| DATA LINES |
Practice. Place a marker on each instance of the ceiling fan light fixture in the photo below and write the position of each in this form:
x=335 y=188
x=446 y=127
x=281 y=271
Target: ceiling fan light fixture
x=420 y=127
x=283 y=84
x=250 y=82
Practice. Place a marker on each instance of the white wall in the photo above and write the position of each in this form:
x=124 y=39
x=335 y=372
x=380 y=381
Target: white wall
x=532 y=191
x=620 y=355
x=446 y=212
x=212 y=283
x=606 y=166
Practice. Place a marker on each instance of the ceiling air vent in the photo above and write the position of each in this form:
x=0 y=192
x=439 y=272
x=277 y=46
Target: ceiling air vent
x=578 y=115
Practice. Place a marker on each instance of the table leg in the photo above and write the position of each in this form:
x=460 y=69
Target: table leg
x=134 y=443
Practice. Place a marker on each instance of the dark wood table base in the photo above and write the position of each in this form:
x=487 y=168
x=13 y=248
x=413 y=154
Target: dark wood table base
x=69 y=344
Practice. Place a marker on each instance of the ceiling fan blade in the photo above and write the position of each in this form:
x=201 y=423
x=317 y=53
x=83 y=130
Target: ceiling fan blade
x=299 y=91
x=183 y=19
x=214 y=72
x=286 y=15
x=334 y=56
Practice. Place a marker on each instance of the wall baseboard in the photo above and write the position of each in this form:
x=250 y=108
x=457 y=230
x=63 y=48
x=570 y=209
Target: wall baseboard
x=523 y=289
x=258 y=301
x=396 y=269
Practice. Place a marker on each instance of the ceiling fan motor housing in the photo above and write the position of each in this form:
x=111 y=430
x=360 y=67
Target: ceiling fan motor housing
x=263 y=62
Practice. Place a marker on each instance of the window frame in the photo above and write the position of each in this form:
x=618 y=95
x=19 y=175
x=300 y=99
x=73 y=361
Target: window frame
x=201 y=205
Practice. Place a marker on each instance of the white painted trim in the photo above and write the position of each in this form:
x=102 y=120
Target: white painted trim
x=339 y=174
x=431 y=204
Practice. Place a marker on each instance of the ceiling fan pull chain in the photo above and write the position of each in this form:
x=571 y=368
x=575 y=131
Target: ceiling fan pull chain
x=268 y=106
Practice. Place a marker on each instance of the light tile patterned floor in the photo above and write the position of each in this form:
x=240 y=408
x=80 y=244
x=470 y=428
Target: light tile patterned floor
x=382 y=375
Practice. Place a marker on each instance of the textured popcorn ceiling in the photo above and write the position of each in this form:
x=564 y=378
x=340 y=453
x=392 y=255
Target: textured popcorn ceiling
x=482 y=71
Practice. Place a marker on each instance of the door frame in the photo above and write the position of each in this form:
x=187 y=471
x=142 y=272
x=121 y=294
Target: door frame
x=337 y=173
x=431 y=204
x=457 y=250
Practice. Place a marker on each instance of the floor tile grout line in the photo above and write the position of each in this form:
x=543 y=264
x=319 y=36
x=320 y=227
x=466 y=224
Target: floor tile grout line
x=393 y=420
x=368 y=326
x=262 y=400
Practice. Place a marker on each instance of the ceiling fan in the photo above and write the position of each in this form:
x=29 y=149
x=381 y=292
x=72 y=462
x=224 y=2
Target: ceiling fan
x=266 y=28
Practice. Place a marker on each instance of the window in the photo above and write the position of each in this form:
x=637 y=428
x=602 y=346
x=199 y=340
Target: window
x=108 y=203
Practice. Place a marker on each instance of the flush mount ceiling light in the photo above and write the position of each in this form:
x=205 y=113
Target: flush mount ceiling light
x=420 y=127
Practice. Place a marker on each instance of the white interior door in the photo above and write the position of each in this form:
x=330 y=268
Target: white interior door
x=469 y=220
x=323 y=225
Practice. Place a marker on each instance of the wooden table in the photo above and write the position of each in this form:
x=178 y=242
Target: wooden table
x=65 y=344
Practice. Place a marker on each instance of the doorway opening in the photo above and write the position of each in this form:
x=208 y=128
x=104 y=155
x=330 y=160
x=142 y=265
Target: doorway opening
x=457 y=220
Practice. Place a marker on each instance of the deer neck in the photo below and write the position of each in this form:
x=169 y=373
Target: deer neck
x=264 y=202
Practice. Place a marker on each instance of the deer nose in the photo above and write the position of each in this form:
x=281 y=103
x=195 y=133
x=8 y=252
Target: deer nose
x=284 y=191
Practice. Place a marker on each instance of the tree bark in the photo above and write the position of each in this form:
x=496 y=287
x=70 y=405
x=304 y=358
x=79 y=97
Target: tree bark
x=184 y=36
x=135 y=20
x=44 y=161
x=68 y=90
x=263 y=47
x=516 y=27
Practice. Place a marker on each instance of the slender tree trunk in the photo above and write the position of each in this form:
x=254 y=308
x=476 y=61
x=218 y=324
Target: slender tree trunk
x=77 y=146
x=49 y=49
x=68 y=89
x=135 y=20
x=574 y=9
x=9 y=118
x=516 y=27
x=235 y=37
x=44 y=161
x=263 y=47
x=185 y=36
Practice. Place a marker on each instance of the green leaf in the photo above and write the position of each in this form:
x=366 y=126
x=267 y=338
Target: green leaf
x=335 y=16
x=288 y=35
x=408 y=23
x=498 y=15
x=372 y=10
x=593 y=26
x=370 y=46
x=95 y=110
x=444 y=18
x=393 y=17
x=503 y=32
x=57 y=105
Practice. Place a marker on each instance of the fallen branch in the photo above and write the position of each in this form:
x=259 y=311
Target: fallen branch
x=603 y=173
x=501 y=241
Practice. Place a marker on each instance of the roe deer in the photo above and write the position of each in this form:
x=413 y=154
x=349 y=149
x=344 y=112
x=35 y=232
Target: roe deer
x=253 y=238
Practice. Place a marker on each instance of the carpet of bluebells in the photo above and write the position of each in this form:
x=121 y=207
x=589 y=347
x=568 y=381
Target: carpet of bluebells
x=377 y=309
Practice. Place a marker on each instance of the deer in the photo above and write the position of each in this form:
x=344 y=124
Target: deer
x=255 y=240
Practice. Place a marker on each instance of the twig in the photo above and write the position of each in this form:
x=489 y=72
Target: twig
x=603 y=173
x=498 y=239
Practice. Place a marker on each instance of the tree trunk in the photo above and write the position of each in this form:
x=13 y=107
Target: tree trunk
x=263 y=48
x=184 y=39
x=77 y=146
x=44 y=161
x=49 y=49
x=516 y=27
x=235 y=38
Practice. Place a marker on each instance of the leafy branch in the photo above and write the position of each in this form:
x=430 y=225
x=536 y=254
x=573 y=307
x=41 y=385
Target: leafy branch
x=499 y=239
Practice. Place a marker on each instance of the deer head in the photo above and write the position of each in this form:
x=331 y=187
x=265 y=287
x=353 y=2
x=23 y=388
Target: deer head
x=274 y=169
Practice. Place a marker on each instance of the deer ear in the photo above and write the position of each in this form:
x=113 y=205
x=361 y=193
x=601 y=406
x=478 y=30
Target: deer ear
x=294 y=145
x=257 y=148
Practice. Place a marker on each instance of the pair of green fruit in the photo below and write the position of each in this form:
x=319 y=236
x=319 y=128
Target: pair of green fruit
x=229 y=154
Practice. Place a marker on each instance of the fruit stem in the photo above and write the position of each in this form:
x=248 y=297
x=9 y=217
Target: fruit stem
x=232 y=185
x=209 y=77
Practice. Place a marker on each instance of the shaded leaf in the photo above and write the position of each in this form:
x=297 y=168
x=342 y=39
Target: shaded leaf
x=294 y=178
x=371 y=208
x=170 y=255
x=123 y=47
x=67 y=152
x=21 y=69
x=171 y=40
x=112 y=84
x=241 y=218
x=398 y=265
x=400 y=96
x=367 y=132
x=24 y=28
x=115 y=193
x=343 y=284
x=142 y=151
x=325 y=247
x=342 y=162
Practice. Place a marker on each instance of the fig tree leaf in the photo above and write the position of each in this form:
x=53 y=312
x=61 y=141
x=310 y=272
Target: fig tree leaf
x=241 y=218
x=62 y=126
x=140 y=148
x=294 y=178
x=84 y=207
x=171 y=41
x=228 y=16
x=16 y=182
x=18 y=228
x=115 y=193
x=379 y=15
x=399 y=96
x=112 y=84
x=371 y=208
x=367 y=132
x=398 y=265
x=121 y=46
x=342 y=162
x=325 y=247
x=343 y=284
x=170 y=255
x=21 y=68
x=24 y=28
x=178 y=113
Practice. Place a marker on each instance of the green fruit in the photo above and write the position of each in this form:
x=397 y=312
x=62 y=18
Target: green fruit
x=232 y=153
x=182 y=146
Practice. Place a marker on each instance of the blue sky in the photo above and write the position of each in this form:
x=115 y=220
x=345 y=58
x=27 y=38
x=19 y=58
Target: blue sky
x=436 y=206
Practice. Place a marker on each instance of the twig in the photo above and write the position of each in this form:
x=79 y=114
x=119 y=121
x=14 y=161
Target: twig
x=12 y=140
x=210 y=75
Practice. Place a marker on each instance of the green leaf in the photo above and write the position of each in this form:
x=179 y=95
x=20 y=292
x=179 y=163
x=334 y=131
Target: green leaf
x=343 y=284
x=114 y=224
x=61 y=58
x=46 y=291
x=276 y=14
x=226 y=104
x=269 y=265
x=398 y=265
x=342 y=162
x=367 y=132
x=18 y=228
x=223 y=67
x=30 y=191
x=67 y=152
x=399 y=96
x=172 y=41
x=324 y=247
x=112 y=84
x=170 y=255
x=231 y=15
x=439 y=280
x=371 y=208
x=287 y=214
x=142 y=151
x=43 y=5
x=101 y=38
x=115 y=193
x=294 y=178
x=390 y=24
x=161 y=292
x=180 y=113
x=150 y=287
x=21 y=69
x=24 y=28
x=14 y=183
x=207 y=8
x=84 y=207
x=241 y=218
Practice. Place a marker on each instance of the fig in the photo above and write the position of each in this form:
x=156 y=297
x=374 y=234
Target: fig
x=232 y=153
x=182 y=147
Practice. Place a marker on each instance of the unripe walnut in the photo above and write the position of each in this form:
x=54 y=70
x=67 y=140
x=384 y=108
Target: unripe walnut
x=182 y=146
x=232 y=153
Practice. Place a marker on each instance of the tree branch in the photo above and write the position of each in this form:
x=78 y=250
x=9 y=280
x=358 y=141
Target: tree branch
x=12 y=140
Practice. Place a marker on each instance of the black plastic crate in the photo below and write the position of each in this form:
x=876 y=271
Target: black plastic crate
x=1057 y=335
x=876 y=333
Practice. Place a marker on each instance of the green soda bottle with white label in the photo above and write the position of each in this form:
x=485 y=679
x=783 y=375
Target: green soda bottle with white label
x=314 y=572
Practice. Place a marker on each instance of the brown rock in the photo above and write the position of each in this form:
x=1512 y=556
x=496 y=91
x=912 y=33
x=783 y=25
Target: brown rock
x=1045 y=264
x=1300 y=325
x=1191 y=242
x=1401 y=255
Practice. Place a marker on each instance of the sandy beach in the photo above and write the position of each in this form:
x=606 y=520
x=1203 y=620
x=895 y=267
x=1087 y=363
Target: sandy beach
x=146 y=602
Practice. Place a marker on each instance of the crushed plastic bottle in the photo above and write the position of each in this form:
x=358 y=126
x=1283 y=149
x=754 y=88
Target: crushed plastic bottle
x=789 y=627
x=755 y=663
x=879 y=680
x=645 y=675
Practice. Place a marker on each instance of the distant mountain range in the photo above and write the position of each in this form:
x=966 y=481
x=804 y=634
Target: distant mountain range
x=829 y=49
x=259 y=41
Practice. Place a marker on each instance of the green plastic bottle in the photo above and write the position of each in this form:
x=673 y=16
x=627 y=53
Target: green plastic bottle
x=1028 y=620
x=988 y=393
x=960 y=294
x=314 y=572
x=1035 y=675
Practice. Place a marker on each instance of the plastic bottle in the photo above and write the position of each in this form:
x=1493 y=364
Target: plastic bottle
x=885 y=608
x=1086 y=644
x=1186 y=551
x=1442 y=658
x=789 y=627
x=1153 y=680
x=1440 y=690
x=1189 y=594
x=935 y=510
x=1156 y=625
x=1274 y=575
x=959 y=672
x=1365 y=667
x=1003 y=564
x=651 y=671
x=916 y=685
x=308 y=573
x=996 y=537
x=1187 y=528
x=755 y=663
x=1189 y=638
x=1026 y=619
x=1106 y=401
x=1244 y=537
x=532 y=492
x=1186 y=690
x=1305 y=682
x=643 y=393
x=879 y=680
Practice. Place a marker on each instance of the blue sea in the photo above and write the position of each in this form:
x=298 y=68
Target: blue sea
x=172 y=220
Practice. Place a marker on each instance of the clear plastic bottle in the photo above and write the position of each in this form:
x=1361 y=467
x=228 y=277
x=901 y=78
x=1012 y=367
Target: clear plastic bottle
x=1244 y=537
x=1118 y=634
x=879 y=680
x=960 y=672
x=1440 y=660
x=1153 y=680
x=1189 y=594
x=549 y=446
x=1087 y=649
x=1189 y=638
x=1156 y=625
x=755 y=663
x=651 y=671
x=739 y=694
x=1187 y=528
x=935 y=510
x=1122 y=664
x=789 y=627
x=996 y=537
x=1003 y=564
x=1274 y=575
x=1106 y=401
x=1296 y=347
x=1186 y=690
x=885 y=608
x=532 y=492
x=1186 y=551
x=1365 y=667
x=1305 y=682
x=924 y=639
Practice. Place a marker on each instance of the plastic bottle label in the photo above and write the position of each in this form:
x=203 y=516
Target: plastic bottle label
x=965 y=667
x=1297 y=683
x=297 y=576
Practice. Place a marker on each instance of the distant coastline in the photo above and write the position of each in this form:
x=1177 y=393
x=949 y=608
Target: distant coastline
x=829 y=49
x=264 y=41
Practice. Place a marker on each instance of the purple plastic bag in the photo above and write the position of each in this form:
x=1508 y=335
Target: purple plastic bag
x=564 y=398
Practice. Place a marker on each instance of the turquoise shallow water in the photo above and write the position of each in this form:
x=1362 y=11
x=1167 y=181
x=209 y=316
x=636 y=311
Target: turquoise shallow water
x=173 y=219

| PROBLEM |
Rescale the data from the line with "Practice. Place a marker on each instance of the unripe" to the line with "x=1401 y=255", both ends included, by writing out every one of those lines in full. Multiply each coordinate given as an answer by 1.6 and round it to a whole number, rounding halves up, and leave every other number unchanged.

| WRITTEN ANSWER |
Practice. Place a marker on each instance of the unripe walnut in the photo above and write the position of each in this form:
x=54 y=70
x=67 y=140
x=384 y=108
Target: unripe walnut
x=291 y=234
x=371 y=245
Practice. Place a marker on each instance of the tree branch in the photo above and write the position of each in this form:
x=78 y=250
x=9 y=280
x=358 y=141
Target: tree branch
x=19 y=224
Practice. Place a marker on each instance of the black plastic crate in the photo below and write the position of each in this form:
x=876 y=271
Target: black plastic crate
x=1691 y=536
x=1402 y=533
Practice. Place a marker on each instance of the green soda bottle with white label in the photo above and write the position of each in this form:
x=485 y=679
x=783 y=375
Target: green soda bottle with white label
x=502 y=915
Practice. Place a marker on each instance of the brown rock in the photo above and write the position of each in this form:
x=1512 y=556
x=496 y=91
x=912 y=33
x=783 y=25
Target: brown rock
x=1672 y=422
x=2080 y=520
x=1906 y=387
x=2242 y=408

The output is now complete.